## TASK TO CARRY OUT
Word for word, restate every line of the listing that follows.

Excerpts of pointing data
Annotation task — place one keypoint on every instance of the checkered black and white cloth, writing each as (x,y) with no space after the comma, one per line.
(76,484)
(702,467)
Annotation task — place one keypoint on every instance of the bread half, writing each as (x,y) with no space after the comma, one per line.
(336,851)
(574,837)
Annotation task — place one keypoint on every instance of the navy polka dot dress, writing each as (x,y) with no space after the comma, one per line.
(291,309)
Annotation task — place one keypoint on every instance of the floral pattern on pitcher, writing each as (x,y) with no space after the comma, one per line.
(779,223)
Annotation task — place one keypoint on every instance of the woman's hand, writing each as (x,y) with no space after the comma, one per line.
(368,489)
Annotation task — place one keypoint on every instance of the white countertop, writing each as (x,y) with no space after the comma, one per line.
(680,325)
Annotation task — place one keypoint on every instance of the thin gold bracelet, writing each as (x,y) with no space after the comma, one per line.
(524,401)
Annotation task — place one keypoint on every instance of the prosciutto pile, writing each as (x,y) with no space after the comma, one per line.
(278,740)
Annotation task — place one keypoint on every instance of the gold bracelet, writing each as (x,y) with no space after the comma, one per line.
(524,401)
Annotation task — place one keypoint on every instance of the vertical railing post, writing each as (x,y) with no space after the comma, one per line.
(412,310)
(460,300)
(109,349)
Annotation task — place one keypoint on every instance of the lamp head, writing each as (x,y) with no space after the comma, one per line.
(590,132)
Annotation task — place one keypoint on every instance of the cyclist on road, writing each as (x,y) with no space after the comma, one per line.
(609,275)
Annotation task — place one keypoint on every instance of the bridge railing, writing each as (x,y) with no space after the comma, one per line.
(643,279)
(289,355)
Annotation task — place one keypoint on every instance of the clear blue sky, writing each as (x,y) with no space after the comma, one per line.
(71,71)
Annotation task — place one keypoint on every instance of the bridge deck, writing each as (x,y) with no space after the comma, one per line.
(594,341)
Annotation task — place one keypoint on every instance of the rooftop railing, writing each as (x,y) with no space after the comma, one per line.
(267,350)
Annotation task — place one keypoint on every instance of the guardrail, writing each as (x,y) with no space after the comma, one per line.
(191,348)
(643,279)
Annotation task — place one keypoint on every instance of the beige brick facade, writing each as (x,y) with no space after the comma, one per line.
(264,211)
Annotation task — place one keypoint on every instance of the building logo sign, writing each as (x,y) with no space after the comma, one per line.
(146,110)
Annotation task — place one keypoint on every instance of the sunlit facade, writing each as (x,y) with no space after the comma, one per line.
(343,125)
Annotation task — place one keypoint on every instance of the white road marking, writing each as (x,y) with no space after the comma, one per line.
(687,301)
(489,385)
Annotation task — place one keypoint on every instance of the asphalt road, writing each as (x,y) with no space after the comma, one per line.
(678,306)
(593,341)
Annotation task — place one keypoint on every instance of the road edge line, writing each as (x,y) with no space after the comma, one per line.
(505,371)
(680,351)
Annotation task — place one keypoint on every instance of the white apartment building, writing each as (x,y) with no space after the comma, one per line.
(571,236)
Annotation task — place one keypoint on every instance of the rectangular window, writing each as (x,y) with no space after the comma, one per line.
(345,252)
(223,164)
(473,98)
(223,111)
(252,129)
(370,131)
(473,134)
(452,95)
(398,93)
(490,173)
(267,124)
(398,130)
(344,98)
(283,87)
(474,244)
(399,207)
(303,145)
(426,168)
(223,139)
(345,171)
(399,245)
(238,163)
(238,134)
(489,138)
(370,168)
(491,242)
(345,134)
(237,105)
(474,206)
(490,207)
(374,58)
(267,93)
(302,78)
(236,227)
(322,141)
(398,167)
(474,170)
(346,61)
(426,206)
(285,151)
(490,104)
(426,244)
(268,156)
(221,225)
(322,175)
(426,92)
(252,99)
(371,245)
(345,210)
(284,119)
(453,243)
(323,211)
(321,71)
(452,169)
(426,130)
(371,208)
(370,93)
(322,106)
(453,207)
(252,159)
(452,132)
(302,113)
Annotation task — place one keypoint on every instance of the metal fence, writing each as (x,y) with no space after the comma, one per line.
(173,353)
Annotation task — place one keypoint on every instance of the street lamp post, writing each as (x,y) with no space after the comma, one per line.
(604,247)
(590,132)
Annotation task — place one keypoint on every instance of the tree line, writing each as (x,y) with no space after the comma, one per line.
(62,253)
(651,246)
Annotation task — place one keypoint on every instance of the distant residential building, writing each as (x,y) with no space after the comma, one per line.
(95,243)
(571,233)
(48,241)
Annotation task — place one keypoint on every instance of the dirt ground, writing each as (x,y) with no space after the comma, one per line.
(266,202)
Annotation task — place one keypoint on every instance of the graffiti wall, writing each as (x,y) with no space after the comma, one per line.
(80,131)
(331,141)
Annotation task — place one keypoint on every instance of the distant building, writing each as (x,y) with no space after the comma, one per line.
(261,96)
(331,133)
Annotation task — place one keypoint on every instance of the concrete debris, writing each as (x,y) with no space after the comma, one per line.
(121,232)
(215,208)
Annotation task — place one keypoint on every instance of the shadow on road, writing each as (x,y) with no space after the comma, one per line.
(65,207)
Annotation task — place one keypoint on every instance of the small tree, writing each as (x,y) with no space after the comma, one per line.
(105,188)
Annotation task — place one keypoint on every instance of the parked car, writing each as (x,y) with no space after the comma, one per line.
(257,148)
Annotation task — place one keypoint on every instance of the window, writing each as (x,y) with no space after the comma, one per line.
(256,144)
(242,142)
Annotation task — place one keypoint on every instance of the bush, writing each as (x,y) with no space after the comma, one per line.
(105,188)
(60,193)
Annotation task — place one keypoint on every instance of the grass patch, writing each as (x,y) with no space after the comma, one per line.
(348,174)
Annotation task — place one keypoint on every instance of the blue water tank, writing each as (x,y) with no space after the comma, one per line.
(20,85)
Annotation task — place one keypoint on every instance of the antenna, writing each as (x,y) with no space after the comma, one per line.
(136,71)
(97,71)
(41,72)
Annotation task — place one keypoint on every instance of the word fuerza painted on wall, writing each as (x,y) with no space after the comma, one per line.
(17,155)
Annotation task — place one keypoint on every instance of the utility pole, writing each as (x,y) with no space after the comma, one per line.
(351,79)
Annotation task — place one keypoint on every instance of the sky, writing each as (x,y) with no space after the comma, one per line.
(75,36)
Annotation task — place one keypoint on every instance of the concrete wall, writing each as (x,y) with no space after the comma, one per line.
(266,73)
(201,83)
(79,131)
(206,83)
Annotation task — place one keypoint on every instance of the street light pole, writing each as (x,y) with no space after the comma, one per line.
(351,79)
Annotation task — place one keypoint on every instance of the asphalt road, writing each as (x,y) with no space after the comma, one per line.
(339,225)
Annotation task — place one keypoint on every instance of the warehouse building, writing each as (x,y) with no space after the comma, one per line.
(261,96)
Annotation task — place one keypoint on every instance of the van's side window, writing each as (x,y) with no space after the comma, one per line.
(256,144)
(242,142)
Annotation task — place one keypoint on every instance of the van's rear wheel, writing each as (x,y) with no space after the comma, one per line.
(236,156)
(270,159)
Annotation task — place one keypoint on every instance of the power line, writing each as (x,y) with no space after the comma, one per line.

## THE ANSWER
Annotation task — place one keypoint on every instance of the checkered black and white cloth, writing each as (x,y) with no space after the comma, one per line.
(76,484)
(702,467)
Annotation task — place one keypoint on every instance of the bread half, writing each as (x,y) with no space after the comma, one per line.
(336,851)
(574,837)
Annotation task — place one keypoint on every instance of the navy polka dot dress, writing each as (x,y) with no space after the comma, one per line.
(291,309)
Annotation task — place one keypoint on every instance of the floral pattern on pitcher, writing each as (x,y) with no space after the comma, one per line.
(779,223)
Annotation task — place one keypoint on every instance of the woman's hand, writing each as (x,y) with no space after the comma, one per line.
(368,489)
Annotation task — place one keypoint on every instance of the white countertop, writing each as (x,y) with no space after the comma, one per line.
(680,325)
Annotation task — place one keypoint on every instance of the thin gold bracelet, writing each as (x,y) with no space after the comma, one per line.
(524,401)
Annotation task — place one keypoint on every instance of the prosciutto pile, writing each as (x,y) with no space after the comma, one per line.
(278,740)
Annotation task — place one keypoint on every instance of the gold bracelet, writing each as (x,y) with no space after the comma, one per line.
(524,401)
Annotation task — place one keypoint on every instance of the vertical railing post, writing each as (x,y) with no space after the comma, one per line.
(412,310)
(460,300)
(109,349)
Annotation task — place one keypoint on every instance of the lamp head, writing each as (x,y) with no space after the comma, one per line.
(590,132)
Annotation task — place one keypoint on every instance of the cyclist on road, writing each as (x,y) with no space after the comma, one per line.
(609,275)
Annotation task — place one keypoint on every instance of the bridge railing, writing each as (x,y) with no space after the comma, one per line.
(643,279)
(289,355)
Annotation task — place one keypoint on every instance of the clear blue sky, writing each as (x,y) with no space after the comma, one per line.
(71,71)
Annotation task — place one keypoint on every instance of the bridge deck, writing each as (x,y) with no space after the comma, one per line.
(594,341)
Annotation task — place one keypoint on every instance of the rooftop railing, writing each as (x,y) with no space after the comma, one per line.
(267,350)
Annotation task — place one keypoint on every instance of the guardrail, writing each as (x,y) with no space after the comma, one per line.
(191,348)
(643,279)
Annotation task — place one keypoint on every instance of the beige brick facade, writing each as (x,y) with no space after the comma, one per line.
(264,211)
Annotation task — place one keypoint on every instance of the building logo sign, writing each as (x,y) with no space after the comma, one per line.
(146,110)
Annotation task — place one keypoint on every instance of the sunlit facade, writing each as (x,y) with no space after the comma, one per line.
(343,125)
Annotation task — place one keypoint on every instance of the white road marking, writing each as (x,y) with no space after the comma, one per line.
(687,301)
(489,385)
Annotation task — place one keypoint on every instance of the asphalt road, writing each as (x,y) with no space after the comma, one per line.
(678,306)
(593,341)
Annotation task — place one keypoint on every instance of the road edge line, writing each as (x,y) with no space after the comma, one per line.
(505,371)
(680,351)
Annotation task — place one keypoint on every instance of the white apartment building, writing each as (x,y) with no space after the comma, one per line.
(571,236)
Annotation task — place one keypoint on every instance of the rectangular window, writing each as (x,y) with no space after the comma, one per line.
(345,252)
(223,164)
(473,98)
(223,111)
(252,129)
(370,131)
(473,134)
(452,95)
(398,93)
(490,173)
(267,124)
(398,130)
(344,98)
(283,87)
(474,244)
(399,207)
(303,145)
(426,168)
(223,139)
(345,171)
(399,245)
(238,163)
(238,134)
(489,138)
(370,168)
(491,242)
(345,134)
(237,105)
(474,206)
(490,207)
(374,58)
(267,93)
(302,78)
(236,227)
(322,141)
(398,167)
(474,170)
(346,61)
(426,206)
(285,151)
(490,104)
(426,244)
(268,156)
(221,225)
(322,175)
(426,92)
(252,99)
(371,245)
(345,210)
(284,119)
(453,243)
(323,211)
(321,71)
(452,169)
(426,130)
(371,208)
(370,93)
(322,106)
(453,207)
(252,159)
(452,132)
(302,113)
Annotation task — place one keypoint on every instance of the metal fence, writing each as (x,y) with no space after the comma, one per line.
(173,353)
Annotation task — place one keypoint on every instance of the street lamp post, writing each as (x,y) with no space after the comma, one per line.
(604,247)
(590,132)
Annotation task — place one keypoint on every instance of the tree line, writing each as (x,y) with no space after the comma, one per line.
(62,253)
(651,246)
Annotation task — place one keypoint on every instance of the distant residential building, writing each as (x,y) with no space after the comma, one per line.
(95,243)
(571,233)
(48,241)
Annotation task — place one keypoint on every instance of the dirt ground, writing each as (x,y) with no space after the comma, one per line.
(266,202)
Annotation task — place one keypoint on every instance of the graffiti wall, writing each as (x,y) with no space after the comma, one per line.
(80,131)
(331,141)
Annotation task — place one keypoint on every instance of the distant building, writing each as (x,y) with no space after the comma, one per line.
(261,96)
(331,133)
Annotation task — place one keypoint on every instance of the concrete debris, writing each as (x,y) with no space after the comma, one per line.
(121,232)
(215,208)
Annotation task — place one keypoint on every instance of the shadow on road, writing each as (x,y) with no space after the comma, one per line.
(65,207)
Annotation task — place one keypoint on every instance of the small tree, writing each as (x,y) with no space after the comma, one per line.
(105,188)
Annotation task — place one keypoint on every instance of the parked car, writing each as (x,y) with no space after the comma, one per line.
(257,148)
Annotation task — place one keypoint on every instance of the window, writing each as (x,y) with no space after the comma, one per line.
(256,144)
(242,142)
Annotation task — place one keypoint on every instance of the bush, writing each as (x,y) with no space after the comma, one per line.
(105,188)
(60,193)
Annotation task — place one keypoint on every instance of the grass patch, writing each as (x,y) with no space after the comma, one per line.
(348,174)
Annotation task — place one keypoint on every instance of the blue water tank, writing each as (x,y) with no space after the comma, one per line.
(20,85)
Annotation task — place one keypoint on every instance of the antenna, writing each as (x,y) with no space after the comma, one per line.
(136,71)
(97,71)
(41,72)
Annotation task — place one keypoint on every instance of the word fuerza painted on wall, writing each as (x,y) with no space after the comma, one per line.
(17,155)
Annotation task — place one keypoint on every instance of the utility pole, writing each as (x,y) with no space after the comma, one per line.
(351,79)
Annotation task — place one keypoint on every instance of the sky, writing each as (x,y) with no space after the comma, one per line.
(75,36)
Annotation task — place one keypoint on every instance of the concrete wall, writing each as (x,y) with no space after the comma, one per line.
(266,73)
(201,83)
(79,131)
(206,83)
Annotation task — place one keypoint on every instance of the street light pole, writing each as (x,y) with no space after the comma, one per line.
(351,79)
Annotation task — place one keypoint on every instance of the asphalt road, writing each as (x,y) with no space after the comma, one per line.
(339,225)
Annotation task — place one keypoint on every instance of the warehouse building, writing each as (x,y) with no space after the comma, one per line.
(261,96)
Annotation task — place one keypoint on every instance of the van's side window, writing each as (x,y) with no space after the comma, one per line.
(256,144)
(242,142)
Annotation task — place one keypoint on every instance of the van's rear wheel, writing each as (x,y) with no space after the comma, one per line.
(236,156)
(270,159)
Annotation task — place one keypoint on every instance of the power line, writing each as (x,y) with no space after the comma, one per line.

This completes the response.